__TEXT FOR ANALYSIS__
Persuading a judge that the practical problems and the effects of the laws rise to the level of a constitutional violation is another matter. (In an analogous case, California is among the nation’s bottom spenders on K-12 education; it has tough standards and a challenging student population. But attorneys last year failed to convince a Superior Court judge in Robles-Wong v. California and Campaign for Quality Education v. California that adequate education funding is a constitutional right.)

Tough burden of proof

The tenure law may be particularly challenging. As the suit points out, something like 98 percent of probationary teachers have gotten tenure. The two-year probationary period (actually 18 months, since teachers must be notified by March of their second year) is not long enough. Too often evaluations have been slapdash. But the law itself doesn’t require a district even to cite a cause in denying tenure; the power of dismissal lies with the employer.

Students named in the lawsuit are from Los Angles Unified, Pasadena Unified, Sequoia Union High School District, and Alum Rock Union Elementary District, although only Los Angeles Unified and Alum Rock, which serves 11,000 students in San Jose, are specifically cited as defendants, along with  Gov. Brown, Superintendent of Public Instruction Tom Torlakson, the State Board of Education, the state, and the State Department of Education.

The only specific reference to Alum Rock was in the identification of plaintiff Daniella Martinez, 10, whom the lawsuit says chose to transfer to a public charter school because “of the substantial risk that she would be assigned to a grossly ineffective teacher who impedes her equal access to the opportunity to receive a meaningful education.” The initial filing doesn’t cite evidence of  specific teachers who negatively affected Daniella or the other seven defendants. It refers to studies by such groups as the National Council On Teacher Quality, which issued a blunt assessment of the tenure and dismissal practices of Los Angeles Unified, and on research by Hoover Institution author Eric Hanushek, who concludes that just by dismissing 6 to 10 percent of weakest teachers, students’ academic achievement and long-term earnings as adults would increase significantly.

__AVAILABLE DATA__
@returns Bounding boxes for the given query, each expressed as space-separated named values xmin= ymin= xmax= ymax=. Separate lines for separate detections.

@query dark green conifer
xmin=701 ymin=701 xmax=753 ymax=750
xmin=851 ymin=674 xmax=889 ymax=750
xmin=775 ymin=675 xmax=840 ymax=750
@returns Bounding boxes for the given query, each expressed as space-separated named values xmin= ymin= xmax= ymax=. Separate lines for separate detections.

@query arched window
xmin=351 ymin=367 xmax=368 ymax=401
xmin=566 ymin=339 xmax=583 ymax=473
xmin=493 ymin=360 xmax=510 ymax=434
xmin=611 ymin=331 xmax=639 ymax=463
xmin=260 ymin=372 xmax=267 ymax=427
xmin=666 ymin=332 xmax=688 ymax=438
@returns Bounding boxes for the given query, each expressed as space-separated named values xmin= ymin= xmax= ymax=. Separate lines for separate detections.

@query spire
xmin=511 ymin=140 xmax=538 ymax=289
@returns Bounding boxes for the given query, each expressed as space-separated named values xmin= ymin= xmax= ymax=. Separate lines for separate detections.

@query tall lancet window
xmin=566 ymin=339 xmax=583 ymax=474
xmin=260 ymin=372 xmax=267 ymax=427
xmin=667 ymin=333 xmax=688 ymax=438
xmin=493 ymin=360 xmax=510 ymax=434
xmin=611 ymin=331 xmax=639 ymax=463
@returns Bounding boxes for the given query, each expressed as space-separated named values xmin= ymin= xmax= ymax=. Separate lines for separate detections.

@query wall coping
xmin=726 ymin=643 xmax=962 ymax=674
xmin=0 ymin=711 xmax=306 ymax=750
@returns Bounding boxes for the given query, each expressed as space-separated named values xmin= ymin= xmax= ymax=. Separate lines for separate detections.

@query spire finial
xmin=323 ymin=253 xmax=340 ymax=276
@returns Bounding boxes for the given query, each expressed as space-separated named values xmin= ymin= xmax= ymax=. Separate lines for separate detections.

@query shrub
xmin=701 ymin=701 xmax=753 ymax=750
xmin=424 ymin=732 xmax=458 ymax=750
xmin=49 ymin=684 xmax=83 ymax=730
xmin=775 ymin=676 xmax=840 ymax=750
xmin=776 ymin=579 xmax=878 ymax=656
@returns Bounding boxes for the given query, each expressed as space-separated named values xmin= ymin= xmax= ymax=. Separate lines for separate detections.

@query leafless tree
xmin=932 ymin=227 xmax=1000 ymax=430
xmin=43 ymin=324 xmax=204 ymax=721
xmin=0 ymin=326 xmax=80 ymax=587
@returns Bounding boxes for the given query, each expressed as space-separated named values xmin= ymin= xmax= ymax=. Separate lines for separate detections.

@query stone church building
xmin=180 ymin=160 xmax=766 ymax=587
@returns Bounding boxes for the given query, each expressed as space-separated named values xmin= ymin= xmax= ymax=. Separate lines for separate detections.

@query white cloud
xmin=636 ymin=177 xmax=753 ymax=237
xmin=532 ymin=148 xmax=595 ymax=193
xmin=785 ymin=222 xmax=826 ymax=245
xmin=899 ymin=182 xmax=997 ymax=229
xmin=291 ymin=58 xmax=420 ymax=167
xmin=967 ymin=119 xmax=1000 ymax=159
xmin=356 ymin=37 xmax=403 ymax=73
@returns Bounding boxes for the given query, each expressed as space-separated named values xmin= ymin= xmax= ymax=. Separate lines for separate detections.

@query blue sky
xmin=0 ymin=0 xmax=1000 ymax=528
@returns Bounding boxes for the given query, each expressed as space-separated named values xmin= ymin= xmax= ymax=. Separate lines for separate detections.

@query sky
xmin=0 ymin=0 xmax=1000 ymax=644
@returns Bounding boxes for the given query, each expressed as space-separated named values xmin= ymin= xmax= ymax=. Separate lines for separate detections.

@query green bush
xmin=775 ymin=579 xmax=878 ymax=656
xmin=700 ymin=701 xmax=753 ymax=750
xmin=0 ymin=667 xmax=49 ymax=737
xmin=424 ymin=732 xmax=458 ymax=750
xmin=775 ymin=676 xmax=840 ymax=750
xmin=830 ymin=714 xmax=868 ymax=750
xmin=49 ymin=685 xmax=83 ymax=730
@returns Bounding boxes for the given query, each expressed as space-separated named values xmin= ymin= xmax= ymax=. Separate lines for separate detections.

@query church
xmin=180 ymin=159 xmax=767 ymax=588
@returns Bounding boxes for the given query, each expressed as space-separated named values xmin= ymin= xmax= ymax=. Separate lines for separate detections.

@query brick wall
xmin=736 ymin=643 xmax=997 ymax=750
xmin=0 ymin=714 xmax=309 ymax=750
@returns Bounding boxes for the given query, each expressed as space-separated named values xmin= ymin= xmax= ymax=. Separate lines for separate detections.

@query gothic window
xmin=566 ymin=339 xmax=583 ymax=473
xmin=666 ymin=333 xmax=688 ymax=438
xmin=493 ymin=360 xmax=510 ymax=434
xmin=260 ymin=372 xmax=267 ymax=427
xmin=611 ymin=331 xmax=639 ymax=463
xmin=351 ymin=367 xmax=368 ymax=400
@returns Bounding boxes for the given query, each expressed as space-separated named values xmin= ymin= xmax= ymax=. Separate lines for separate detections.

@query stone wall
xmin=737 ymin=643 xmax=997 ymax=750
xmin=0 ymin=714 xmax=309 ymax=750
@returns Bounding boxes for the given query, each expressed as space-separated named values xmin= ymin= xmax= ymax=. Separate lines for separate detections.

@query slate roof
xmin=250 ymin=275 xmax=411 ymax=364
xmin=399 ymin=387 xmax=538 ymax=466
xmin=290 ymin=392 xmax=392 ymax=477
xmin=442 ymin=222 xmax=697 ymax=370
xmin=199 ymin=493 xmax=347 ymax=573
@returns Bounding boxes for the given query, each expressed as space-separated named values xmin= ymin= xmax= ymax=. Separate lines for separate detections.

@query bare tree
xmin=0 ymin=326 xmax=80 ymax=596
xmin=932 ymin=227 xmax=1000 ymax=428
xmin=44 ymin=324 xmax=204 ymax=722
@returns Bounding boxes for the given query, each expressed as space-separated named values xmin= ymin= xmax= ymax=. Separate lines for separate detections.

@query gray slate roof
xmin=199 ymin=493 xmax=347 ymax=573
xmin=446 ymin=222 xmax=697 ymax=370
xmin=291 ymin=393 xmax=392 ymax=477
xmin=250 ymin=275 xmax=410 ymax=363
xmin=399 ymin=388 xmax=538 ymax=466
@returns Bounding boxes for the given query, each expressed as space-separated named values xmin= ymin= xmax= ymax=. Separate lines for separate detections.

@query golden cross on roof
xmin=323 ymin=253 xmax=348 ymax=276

__ACTION ITEM 1__
Translate this sentence from the excerpt on the teacher tenure lawsuit into Spanish: "The two-year probationary period (actually 18 months, since teachers must be notified by March of their second year) is not long enough."
__ACTION ITEM 2__
According to the excerpt on the teacher tenure lawsuit, roughly what share of probationary teachers have gotten tenure?
__ACTION ITEM 3__
Summarize the excerpt on the teacher tenure lawsuit in two sentences.

__WRITTEN SOLUTION 1__
El período de prueba de dos años (en realidad 18 meses, ya que los maestros deben ser notificados antes de marzo de su segundo año) no es lo suficientemente largo.

__WRITTEN SOLUTION 2__
Something like 98 percent.

__WRITTEN SOLUTION 3__
Convincing a judge that California's tenure and dismissal laws amount to a constitutional violation will be hard: a comparable education-funding suit failed last year, and although about 98 percent of probationary teachers get tenure, the law does not require districts to cite a cause when denying it. The suit names districts, state officials and state agencies as defendants, and its initial filing relies on studies by groups such as the National Council on Teacher Quality and on research by Eric Hanushek rather than on evidence about specific teachers.